**DOCUMENT EXCERPT**
* START *
Mathematics Sets, Relations and Functions

Sets, Relations and Functions Formula Sheet

All key Sets, Relations & Functions formulas in one place — set identities, counting relations, function types, composition & inverses for JEE Main & Advanced quick revision.

10 min read Updated Jun 2026 #formula sheet#quick revision#jee-main

Every must-know formula, identity, and counting result for Sets, Relations and Functions on a single scannable page. Use it for last-minute revision before JEE Main and Advanced.

Sets — Notation & Basics

Standard Number Sets

SymbolNameElements
$\mathbb{N}$Natural Numbers$\{1, 2, 3, \dots\}$
$\mathbb{W}$Whole Numbers$\{0, 1, 2, 3, \dots\}$
$\mathbb{Z}$Integers$\{\dots, -2, -1, 0, 1, 2, \dots\}$
$\mathbb{Z}^+$Positive IntegersSame as $\mathbb{N}$
$\mathbb{Q}$Rationals$\left\{\frac{p}{q} : p, q \in \mathbb{Z},\ q \neq 0\right\}$
$\mathbb{R}$RealsAll rational and irrational numbers

Nesting of number sets:

$$\mathbb{N} \subset \mathbb{W} \subset \mathbb{Z} \subset \mathbb{Q} \subset \mathbb{R}$$

Set Membership & Equality

  • $x \in A$ means $x$ belongs to $A$; $x \notin A$ means it does not.
* END *
**STORED DATA**
* START *
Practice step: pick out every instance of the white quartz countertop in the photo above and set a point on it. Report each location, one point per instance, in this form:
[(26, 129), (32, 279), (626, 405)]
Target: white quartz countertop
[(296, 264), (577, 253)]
* END *
**EXERCISE AIM**
Reproduce the Sets, Relations and Functions formula sheet starting at "Sets, Relations and Functions Formula" and ending at "Advanced quick revision.", and change "quick revision" to "final review" throughout.

**SOLUTION FOR THIS EXERCISE**
Sets, Relations and Functions Formula Sheet

All key Sets, Relations & Functions formulas in one place — set identities, counting relations, function types, composition & inverses for JEE Main & Advanced final review.